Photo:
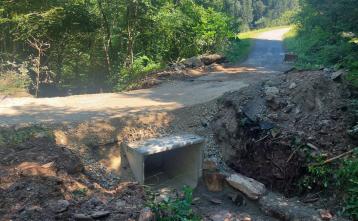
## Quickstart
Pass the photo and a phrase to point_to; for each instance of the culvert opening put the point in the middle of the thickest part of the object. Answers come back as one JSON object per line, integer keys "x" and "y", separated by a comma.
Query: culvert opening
{"x": 171, "y": 161}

- - - - -

» What to work on
Return each item above verbatim, with the pictures left out.

» Worked answer
Photo:
## Quickstart
Pass the photo and a phrase to point_to; for each instance of the culvert opening put the point in the middle of the thickest part of the object. Answers come back as one JSON object per line, integer keys "x" and "y", separated by a comma.
Query: culvert opening
{"x": 171, "y": 161}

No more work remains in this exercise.